Start of Data shown
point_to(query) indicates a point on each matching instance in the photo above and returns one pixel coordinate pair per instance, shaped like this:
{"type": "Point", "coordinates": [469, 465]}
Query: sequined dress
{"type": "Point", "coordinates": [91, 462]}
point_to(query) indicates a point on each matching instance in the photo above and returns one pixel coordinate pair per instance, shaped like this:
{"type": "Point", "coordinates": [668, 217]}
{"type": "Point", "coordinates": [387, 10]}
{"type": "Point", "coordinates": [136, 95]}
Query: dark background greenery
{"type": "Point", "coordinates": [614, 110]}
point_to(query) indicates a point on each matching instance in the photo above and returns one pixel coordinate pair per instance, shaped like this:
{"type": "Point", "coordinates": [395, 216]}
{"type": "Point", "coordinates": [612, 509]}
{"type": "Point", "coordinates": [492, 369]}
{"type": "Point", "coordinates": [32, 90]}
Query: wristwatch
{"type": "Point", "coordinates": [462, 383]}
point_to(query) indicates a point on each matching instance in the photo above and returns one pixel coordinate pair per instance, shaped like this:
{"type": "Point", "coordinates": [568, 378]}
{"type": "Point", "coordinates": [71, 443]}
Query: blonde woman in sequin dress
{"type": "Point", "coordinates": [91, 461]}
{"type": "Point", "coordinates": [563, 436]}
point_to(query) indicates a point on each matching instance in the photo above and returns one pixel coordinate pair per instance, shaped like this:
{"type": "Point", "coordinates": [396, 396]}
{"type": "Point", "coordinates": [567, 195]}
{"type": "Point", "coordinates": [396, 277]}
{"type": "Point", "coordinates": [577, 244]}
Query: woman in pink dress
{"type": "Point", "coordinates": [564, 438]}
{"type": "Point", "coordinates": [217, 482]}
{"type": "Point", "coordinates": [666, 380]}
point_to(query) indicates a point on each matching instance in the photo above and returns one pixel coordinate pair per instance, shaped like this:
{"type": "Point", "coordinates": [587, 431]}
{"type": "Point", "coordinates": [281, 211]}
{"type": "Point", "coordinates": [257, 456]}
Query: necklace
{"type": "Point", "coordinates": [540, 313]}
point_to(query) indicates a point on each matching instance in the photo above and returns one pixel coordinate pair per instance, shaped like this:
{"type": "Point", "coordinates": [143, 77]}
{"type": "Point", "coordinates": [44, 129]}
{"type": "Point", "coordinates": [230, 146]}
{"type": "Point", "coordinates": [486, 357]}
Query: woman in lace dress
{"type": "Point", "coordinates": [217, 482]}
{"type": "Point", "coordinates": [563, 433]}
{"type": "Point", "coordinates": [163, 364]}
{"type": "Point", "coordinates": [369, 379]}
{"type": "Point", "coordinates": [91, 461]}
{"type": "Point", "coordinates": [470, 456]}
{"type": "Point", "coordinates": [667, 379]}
End of Data shown
Start of Data shown
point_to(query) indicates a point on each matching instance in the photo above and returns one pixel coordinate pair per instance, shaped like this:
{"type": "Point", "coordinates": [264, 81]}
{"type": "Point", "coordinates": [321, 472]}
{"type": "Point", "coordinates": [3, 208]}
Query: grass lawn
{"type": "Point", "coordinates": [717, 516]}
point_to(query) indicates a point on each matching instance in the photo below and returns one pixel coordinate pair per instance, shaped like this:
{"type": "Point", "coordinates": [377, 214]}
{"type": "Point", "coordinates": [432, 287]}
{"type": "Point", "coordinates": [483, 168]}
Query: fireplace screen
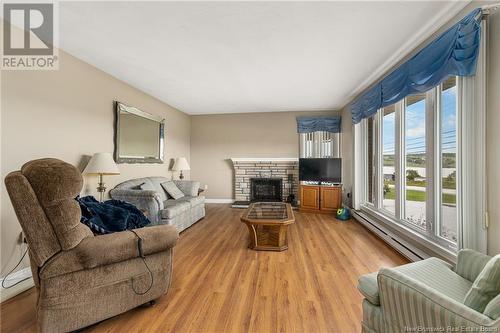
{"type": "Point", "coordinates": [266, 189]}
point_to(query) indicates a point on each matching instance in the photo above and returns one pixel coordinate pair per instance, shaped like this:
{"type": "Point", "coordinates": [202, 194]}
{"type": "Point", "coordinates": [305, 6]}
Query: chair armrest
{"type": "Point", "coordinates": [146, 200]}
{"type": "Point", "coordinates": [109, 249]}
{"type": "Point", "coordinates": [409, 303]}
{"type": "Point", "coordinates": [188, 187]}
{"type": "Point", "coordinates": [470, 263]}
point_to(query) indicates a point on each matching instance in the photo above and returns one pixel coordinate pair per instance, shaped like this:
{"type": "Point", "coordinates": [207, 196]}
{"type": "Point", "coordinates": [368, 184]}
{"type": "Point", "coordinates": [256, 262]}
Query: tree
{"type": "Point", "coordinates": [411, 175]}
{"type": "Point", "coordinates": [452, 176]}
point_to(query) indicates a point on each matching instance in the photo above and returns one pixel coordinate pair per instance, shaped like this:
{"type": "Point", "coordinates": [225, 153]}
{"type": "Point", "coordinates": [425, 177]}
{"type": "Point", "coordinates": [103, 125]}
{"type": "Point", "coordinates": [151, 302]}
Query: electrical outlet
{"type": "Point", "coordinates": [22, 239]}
End of Data shown
Start of Data shown
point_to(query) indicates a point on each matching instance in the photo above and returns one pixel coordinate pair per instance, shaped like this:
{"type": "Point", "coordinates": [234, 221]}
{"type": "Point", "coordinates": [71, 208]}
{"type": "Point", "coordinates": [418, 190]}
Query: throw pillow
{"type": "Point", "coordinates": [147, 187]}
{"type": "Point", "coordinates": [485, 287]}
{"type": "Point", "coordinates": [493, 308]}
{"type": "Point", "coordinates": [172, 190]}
End of Data shown
◆ Task: Count the lines in the entries above that contain the word "woman", and give only the number.

◆ Answer: 3